■ **WHAT THIS TASK INVOLVES**: The line containing "Can you see the wooden tray?" marks where to begin; quote it and every line after it through the end of the data, exactly as written.

____ LISTED RECORDS

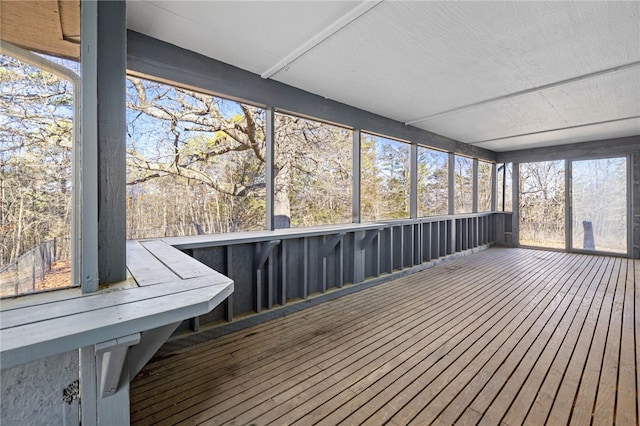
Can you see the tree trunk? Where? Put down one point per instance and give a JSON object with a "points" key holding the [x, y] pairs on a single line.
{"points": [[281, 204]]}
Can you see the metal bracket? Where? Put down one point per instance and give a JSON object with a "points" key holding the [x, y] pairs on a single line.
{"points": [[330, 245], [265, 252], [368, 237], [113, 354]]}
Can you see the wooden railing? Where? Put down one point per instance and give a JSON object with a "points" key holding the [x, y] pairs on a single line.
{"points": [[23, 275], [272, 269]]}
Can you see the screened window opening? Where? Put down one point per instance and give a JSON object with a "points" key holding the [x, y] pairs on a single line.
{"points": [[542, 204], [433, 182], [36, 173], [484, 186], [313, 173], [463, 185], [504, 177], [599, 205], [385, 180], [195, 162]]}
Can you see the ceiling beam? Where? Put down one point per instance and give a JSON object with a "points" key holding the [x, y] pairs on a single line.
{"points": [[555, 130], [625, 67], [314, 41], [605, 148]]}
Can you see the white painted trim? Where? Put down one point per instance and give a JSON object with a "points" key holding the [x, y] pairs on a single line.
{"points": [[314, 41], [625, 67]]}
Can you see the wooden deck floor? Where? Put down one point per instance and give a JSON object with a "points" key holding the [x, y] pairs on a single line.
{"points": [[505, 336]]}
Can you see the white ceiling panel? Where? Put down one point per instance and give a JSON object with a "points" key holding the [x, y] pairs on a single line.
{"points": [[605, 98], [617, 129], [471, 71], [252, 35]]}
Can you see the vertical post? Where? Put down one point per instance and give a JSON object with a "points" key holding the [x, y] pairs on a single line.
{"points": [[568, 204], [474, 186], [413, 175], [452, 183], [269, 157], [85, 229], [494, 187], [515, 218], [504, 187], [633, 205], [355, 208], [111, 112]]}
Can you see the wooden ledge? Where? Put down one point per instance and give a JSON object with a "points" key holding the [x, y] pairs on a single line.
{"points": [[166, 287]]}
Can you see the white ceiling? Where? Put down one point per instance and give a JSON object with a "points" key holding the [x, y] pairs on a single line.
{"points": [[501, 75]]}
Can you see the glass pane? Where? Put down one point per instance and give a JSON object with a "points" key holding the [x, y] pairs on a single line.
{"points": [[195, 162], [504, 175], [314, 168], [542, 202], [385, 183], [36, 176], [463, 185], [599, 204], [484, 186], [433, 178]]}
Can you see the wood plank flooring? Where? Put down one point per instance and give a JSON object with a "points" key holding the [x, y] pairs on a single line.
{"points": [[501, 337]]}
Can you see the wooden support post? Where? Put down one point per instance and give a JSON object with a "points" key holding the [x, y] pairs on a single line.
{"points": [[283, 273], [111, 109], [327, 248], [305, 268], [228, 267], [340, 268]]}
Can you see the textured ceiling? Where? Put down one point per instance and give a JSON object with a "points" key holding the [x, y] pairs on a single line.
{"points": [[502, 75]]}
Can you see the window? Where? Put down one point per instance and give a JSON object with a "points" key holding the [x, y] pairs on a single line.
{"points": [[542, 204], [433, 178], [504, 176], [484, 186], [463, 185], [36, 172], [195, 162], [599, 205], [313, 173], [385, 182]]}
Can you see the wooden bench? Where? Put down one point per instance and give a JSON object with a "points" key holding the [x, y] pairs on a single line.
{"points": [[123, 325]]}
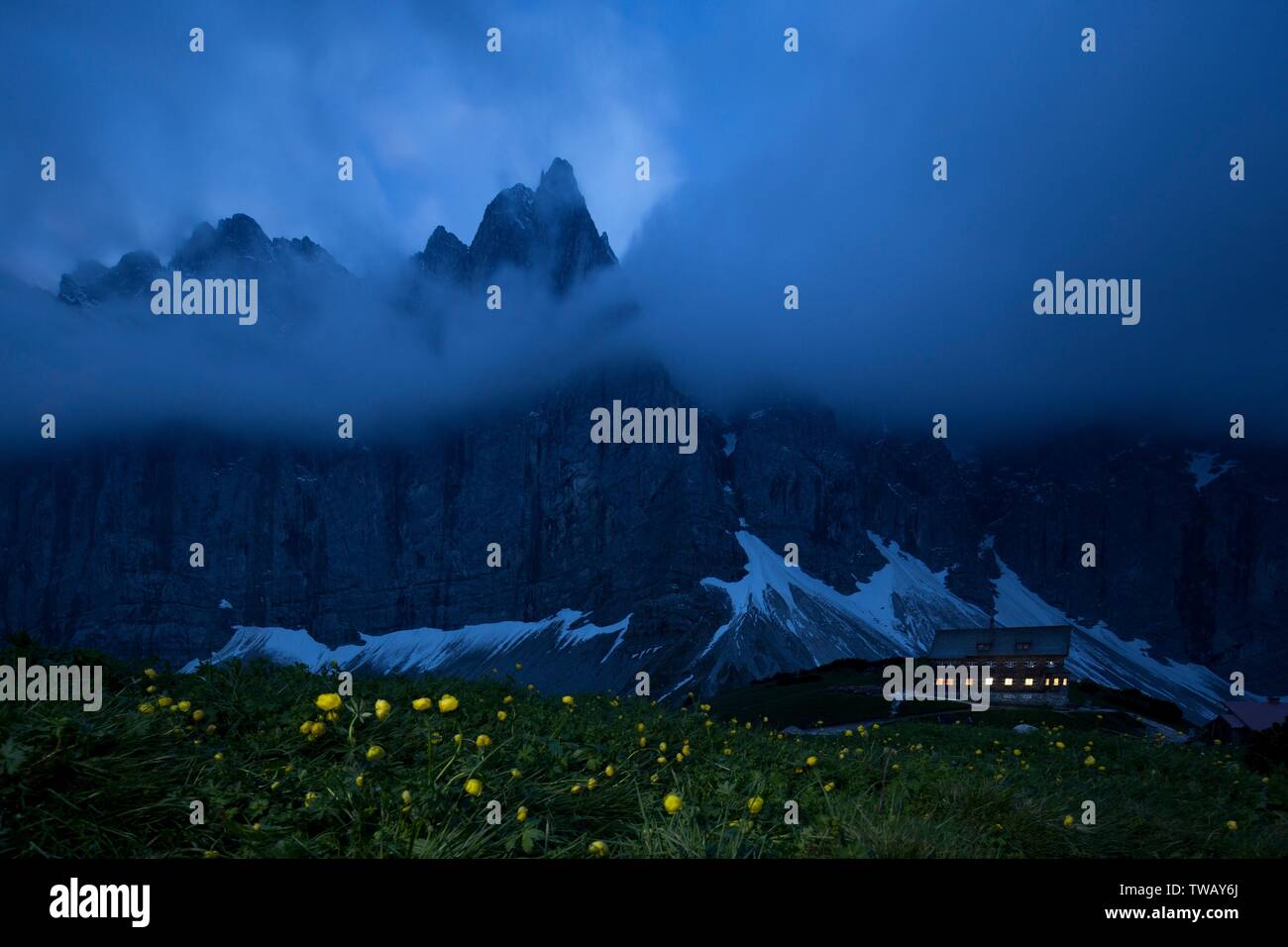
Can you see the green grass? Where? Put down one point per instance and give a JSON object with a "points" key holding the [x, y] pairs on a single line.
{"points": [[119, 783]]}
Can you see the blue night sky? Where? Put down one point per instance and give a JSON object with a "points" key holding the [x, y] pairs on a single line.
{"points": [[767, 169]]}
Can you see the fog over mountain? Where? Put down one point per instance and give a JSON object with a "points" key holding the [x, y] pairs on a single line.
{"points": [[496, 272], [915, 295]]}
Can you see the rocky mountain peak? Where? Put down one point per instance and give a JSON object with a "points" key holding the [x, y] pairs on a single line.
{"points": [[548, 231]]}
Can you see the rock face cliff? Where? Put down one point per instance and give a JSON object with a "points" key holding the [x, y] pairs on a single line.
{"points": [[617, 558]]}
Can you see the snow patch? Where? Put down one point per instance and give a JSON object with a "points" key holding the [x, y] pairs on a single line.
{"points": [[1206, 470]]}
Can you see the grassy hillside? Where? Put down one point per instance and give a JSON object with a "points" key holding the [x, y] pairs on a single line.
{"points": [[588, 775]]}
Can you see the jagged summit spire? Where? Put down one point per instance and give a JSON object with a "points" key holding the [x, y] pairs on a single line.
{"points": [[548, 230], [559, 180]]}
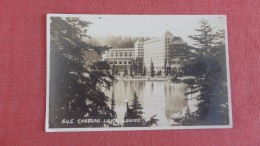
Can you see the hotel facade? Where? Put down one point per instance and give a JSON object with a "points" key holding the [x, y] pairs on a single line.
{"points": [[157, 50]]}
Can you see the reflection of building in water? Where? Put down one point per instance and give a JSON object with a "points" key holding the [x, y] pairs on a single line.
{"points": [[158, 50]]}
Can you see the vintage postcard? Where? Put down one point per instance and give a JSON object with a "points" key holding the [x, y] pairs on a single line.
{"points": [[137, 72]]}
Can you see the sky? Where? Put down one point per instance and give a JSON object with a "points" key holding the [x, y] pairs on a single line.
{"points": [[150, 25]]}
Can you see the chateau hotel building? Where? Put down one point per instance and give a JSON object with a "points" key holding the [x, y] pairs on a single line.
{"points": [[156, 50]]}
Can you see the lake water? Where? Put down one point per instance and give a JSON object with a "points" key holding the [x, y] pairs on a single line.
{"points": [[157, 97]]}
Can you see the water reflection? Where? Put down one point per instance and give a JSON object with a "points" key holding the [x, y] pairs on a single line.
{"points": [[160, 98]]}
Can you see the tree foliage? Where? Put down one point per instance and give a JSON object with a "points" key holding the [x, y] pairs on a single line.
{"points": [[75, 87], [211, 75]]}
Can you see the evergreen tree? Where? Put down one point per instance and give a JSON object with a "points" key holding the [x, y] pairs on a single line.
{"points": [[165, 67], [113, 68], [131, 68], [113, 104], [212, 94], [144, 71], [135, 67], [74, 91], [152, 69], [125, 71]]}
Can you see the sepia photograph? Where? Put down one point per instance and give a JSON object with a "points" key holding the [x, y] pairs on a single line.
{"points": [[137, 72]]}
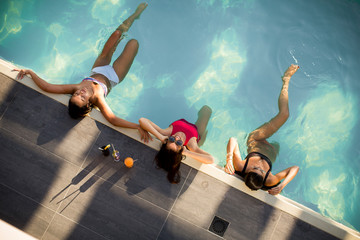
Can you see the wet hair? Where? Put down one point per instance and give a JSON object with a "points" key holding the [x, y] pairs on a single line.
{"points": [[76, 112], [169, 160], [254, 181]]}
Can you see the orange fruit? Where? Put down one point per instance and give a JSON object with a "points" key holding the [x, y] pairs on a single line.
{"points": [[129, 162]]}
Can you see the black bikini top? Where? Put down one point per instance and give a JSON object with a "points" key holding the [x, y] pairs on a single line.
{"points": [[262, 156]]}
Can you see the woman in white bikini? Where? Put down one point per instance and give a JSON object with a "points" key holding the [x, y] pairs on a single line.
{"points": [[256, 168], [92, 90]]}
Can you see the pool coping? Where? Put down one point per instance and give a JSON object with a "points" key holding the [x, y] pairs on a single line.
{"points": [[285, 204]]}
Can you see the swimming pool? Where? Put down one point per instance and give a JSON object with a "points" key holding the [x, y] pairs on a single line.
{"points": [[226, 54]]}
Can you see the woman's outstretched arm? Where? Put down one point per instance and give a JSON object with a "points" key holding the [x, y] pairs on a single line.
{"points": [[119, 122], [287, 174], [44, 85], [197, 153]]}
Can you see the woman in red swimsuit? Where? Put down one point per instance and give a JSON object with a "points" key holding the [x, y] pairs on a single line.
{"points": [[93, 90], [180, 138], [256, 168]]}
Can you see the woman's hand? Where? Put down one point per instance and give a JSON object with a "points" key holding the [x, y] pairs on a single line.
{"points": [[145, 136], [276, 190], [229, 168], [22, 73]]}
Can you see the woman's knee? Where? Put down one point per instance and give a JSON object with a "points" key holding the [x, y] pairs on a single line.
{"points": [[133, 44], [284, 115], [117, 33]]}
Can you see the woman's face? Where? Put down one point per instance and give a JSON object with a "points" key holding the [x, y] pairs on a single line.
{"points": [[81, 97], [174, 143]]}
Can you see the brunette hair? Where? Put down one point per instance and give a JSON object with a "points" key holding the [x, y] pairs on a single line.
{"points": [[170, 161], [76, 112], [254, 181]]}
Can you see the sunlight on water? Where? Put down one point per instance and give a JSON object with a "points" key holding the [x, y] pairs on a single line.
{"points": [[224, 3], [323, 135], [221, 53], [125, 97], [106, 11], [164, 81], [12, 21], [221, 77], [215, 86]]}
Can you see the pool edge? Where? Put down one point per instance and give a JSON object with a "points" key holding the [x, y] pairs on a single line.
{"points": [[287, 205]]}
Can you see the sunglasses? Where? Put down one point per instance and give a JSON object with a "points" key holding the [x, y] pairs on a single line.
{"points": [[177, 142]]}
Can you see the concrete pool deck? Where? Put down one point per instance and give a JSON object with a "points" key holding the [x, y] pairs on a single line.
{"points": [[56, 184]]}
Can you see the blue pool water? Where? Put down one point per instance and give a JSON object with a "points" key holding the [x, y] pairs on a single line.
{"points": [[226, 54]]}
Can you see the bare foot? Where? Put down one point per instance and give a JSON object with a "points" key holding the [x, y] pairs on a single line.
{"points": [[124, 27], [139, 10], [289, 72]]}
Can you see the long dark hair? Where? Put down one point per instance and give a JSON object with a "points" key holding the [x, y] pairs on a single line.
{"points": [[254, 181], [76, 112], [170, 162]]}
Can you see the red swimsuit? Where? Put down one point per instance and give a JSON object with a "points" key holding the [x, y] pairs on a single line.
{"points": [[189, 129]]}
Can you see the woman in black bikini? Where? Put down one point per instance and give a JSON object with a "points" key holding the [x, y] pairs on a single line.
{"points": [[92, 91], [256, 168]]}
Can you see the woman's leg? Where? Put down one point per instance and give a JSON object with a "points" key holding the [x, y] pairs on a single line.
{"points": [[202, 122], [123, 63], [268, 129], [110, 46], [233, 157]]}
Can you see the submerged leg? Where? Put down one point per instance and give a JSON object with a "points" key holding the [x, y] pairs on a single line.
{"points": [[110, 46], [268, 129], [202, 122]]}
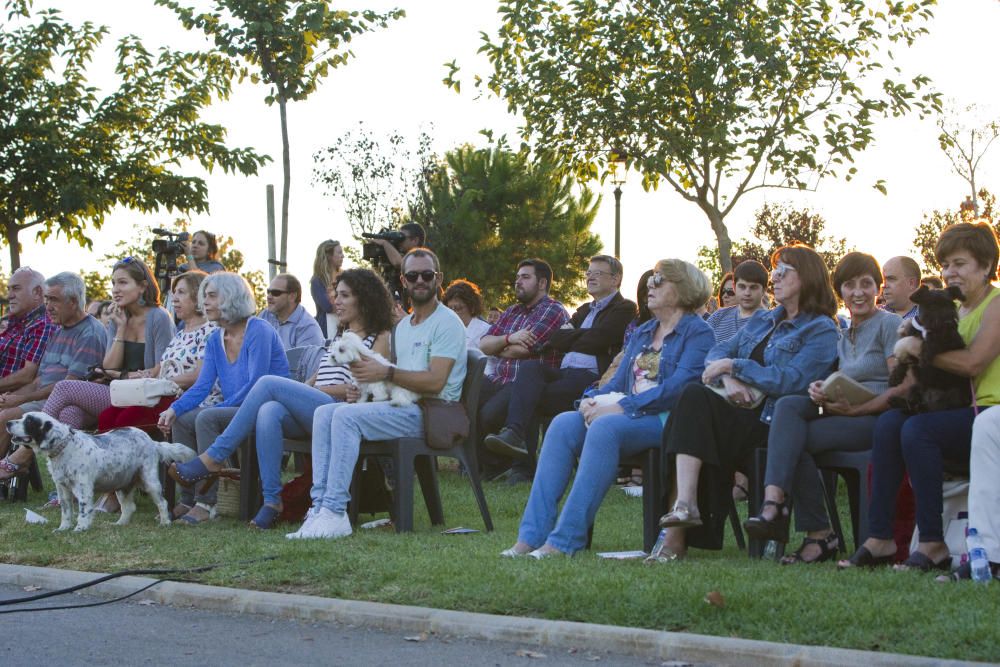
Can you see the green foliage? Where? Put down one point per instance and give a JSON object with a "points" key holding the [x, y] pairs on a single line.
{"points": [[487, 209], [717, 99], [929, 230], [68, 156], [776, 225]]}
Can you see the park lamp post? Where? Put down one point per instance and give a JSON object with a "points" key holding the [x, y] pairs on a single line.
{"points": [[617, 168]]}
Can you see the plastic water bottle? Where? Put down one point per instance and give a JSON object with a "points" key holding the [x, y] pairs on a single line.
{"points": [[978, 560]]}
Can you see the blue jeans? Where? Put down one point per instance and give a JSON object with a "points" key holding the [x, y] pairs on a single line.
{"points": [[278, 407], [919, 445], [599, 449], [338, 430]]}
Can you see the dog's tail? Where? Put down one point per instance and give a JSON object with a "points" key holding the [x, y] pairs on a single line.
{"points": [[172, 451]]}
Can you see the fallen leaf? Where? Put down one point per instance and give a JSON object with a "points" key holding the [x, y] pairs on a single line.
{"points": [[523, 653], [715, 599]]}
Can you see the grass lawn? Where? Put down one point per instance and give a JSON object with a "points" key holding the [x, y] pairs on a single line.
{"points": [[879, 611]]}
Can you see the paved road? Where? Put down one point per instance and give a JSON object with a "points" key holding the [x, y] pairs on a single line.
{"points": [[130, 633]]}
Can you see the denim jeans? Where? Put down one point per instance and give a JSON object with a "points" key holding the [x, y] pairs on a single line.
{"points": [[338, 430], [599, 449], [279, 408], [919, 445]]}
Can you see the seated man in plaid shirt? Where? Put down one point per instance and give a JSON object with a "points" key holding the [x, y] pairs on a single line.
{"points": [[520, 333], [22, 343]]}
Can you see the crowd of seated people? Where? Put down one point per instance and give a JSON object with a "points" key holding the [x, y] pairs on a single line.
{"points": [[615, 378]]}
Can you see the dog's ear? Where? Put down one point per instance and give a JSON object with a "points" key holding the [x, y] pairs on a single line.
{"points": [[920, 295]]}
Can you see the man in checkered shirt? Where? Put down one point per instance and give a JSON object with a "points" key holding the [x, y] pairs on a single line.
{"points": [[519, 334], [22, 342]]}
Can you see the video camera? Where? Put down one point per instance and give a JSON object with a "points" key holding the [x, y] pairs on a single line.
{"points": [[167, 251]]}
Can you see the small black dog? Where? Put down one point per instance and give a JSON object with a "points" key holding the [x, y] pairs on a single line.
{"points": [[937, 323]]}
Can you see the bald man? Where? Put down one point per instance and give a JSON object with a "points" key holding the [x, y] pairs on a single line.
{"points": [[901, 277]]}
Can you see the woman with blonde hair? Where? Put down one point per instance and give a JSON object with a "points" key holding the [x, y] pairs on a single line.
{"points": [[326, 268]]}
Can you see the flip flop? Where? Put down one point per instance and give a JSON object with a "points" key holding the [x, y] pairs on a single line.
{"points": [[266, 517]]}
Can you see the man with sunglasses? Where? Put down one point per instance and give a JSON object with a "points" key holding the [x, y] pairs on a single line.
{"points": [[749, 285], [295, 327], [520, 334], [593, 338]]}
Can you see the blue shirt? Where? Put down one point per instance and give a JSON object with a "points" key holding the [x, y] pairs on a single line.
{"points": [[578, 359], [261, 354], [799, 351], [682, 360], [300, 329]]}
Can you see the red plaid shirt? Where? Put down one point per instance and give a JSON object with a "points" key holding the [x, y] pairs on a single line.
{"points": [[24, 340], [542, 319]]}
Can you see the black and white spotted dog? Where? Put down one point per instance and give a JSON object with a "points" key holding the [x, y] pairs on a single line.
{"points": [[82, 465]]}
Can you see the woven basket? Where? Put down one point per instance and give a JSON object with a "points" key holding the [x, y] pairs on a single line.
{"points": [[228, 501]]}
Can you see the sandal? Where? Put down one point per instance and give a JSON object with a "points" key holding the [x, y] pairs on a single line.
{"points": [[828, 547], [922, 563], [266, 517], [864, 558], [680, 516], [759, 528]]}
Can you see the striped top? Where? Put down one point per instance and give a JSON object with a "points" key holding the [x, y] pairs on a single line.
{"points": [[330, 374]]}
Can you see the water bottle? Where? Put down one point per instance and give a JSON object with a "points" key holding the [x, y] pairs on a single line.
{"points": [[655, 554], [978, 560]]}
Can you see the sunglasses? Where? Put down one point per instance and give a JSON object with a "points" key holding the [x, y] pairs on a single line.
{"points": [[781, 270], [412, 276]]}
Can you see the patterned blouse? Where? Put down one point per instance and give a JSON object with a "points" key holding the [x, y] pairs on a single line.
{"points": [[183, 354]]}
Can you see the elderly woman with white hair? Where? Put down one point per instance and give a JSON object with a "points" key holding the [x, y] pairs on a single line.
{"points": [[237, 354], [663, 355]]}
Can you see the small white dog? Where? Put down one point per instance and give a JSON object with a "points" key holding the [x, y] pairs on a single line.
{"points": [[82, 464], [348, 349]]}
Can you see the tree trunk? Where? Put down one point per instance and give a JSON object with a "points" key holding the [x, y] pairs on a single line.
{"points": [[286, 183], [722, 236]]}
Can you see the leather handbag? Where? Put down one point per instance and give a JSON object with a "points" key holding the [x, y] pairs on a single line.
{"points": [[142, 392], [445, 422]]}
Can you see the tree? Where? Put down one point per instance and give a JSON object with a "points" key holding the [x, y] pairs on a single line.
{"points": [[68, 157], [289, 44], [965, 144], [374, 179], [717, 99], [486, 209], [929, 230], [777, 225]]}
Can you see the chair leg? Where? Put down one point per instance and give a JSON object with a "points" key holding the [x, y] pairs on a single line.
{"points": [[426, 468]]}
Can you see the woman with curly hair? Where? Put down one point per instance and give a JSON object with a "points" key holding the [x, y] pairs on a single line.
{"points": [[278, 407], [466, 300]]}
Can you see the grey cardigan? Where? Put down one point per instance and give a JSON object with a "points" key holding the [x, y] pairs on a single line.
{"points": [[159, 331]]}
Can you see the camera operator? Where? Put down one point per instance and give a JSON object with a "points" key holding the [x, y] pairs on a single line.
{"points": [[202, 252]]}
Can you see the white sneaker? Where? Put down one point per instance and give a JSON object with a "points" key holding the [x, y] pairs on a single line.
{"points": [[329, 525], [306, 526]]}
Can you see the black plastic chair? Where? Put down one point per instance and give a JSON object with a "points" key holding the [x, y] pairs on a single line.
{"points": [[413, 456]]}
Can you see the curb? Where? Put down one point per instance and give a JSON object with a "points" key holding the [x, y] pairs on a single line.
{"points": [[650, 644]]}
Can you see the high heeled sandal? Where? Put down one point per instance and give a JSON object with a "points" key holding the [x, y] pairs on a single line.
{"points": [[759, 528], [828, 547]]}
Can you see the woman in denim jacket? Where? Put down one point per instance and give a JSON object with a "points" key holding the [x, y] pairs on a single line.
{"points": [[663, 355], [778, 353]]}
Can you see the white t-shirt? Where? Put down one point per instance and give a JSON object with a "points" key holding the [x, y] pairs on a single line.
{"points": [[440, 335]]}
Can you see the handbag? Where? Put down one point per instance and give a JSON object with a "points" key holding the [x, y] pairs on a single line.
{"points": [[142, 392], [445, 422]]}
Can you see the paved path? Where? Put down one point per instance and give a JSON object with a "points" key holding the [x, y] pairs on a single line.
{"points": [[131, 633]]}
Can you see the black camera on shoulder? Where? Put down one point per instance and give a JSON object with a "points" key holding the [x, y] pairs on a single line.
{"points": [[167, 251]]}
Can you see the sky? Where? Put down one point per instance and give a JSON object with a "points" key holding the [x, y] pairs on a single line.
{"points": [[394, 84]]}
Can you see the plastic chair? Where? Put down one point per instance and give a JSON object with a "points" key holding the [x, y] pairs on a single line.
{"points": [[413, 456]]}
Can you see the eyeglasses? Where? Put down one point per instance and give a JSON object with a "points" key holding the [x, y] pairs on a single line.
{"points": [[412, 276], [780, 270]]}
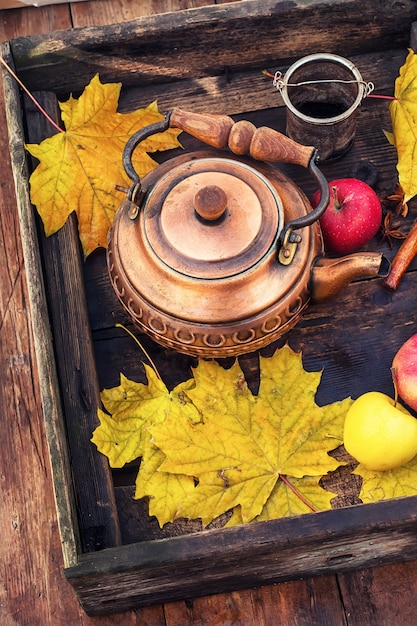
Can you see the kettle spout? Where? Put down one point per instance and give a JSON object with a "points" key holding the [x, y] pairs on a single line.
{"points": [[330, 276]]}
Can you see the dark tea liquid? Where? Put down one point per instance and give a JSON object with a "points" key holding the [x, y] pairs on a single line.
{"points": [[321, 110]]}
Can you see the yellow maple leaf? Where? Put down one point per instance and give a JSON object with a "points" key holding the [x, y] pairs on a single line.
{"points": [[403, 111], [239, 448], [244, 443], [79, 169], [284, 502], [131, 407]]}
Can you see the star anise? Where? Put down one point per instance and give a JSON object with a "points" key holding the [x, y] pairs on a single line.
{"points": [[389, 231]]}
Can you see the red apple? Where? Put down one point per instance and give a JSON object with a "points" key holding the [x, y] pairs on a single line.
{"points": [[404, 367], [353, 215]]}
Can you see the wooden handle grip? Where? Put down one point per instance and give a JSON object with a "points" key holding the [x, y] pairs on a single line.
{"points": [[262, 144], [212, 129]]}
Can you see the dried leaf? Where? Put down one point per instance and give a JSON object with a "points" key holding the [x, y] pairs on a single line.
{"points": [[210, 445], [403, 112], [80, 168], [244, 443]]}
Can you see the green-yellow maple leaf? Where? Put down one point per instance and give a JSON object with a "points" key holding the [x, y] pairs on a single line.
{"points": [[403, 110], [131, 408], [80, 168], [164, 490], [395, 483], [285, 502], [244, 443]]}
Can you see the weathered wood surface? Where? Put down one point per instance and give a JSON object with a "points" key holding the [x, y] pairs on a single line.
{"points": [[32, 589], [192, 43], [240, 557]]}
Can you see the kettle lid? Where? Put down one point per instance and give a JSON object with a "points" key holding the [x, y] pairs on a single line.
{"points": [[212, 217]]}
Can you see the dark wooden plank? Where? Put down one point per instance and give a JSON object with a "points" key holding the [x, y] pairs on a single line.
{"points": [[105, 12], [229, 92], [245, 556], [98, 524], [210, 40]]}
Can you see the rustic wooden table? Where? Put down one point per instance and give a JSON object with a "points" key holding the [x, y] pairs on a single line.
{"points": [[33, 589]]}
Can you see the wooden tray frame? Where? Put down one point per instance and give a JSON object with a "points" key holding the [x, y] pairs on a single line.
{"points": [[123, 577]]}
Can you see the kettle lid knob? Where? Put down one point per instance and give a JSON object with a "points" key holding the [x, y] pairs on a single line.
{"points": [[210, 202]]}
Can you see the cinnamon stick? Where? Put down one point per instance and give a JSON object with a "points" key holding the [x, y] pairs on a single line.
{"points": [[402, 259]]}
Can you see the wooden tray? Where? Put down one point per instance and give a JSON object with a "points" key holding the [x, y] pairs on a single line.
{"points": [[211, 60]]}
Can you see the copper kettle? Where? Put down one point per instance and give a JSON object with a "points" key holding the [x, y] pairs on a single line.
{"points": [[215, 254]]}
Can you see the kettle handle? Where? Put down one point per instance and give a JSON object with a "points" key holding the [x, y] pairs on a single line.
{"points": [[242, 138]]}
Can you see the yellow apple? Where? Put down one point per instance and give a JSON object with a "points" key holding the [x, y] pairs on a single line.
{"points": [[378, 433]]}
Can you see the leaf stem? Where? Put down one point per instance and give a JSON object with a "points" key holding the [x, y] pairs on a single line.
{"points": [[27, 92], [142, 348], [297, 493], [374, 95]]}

________

■ **ANSWER TO THIS EXERCISE**:
Can you see the wooden tray? Where? Put down one point per instance and give a JSON object with a "points" key holding the [x, y] pairs on a single line.
{"points": [[211, 60]]}
Can you see the copper kettle? Where? Put down one point per instance and give a JSON object with a "points" key holding the [x, y] pairs on a single line.
{"points": [[215, 254]]}
Can you see the kettle handle? Where? Put down one point per instance and give a JSON object with a "points" key holding the [x, y] pairs on a single line.
{"points": [[242, 138]]}
Can you see the yellow apple? Where? Put down one point per instance and give a JSON object with a "points" key holding the [x, y] pairs on a single line.
{"points": [[378, 433]]}
Can you see the leaf stem? Where? Put down one point per instance and give a JSON object with a "points" key holding the [x, y] pairs on a single line.
{"points": [[27, 92], [142, 348], [297, 493], [374, 95]]}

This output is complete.